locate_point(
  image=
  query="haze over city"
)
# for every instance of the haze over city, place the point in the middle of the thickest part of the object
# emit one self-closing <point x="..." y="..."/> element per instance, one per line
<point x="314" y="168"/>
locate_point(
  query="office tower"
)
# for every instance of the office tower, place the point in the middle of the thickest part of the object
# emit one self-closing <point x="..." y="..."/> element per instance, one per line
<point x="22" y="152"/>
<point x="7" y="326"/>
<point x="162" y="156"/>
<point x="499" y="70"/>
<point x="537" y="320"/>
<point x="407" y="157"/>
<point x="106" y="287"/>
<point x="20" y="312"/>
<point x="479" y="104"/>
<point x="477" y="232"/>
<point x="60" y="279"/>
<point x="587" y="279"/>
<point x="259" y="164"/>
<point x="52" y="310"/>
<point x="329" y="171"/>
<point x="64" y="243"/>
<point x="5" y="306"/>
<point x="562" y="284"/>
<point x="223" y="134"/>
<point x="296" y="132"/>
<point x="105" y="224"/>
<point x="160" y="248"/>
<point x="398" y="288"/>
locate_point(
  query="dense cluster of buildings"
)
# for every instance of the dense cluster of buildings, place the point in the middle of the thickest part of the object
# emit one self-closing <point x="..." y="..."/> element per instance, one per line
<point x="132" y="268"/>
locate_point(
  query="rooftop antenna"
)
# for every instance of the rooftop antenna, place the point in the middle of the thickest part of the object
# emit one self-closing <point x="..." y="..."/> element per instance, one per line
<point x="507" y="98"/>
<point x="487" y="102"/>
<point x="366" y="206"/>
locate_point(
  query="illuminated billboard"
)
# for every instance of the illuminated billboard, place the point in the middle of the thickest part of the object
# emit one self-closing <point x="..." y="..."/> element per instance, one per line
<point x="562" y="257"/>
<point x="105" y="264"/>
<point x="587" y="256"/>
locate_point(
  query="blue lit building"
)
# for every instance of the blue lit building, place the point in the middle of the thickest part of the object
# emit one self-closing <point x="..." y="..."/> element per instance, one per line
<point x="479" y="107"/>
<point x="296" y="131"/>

▸ CHALLENGE:
Every line of the records above needs to be given again exactly.

▸ FULL RESPONSE:
locate_point(
  image=
  query="haze over city"
)
# for every instance of the haze over city, place the point in the middle of the thickest part of the object
# emit one self-closing <point x="..." y="..."/> element per instance, one per line
<point x="314" y="168"/>
locate_point(
  query="office tower"
)
# for every instance of the office tower, place the point in the middle of the thickest part of the object
# emit one self-closing <point x="..." y="..."/> element per instance, one per line
<point x="22" y="152"/>
<point x="7" y="326"/>
<point x="162" y="156"/>
<point x="499" y="70"/>
<point x="537" y="320"/>
<point x="407" y="157"/>
<point x="106" y="287"/>
<point x="20" y="312"/>
<point x="479" y="104"/>
<point x="477" y="232"/>
<point x="60" y="279"/>
<point x="587" y="279"/>
<point x="259" y="164"/>
<point x="52" y="310"/>
<point x="329" y="171"/>
<point x="64" y="243"/>
<point x="5" y="306"/>
<point x="562" y="284"/>
<point x="223" y="134"/>
<point x="296" y="132"/>
<point x="105" y="224"/>
<point x="160" y="248"/>
<point x="398" y="288"/>
locate_point(
  query="dense cluster of buildings"
)
# for every instance of the dense cluster of buildings, place the point in the middle of the thickest part of the object
# emit one self-closing <point x="..." y="..."/> element per instance, one per line
<point x="132" y="268"/>
locate_point(
  query="rooftop antenna"
)
# for every instance of the rooftop antenna, place the point in the middle of the thickest part of the object
# emit one self-closing <point x="..." y="..."/> element per instance, one per line
<point x="507" y="98"/>
<point x="487" y="102"/>
<point x="366" y="206"/>
locate_point(
  query="illuminated billboard"
)
# for every instance of the illuminated billboard, place the point in the middle of the thickest part of the object
# emit one self-closing <point x="..." y="..."/> element per instance, one per line
<point x="562" y="257"/>
<point x="105" y="264"/>
<point x="587" y="256"/>
locate_point(
  query="blue lit building"
)
# for every instance of the blue lit building, place the point in the middle of the thickest part of the object
# emit one self-closing <point x="..." y="..."/> element per instance, one per line
<point x="479" y="107"/>
<point x="296" y="131"/>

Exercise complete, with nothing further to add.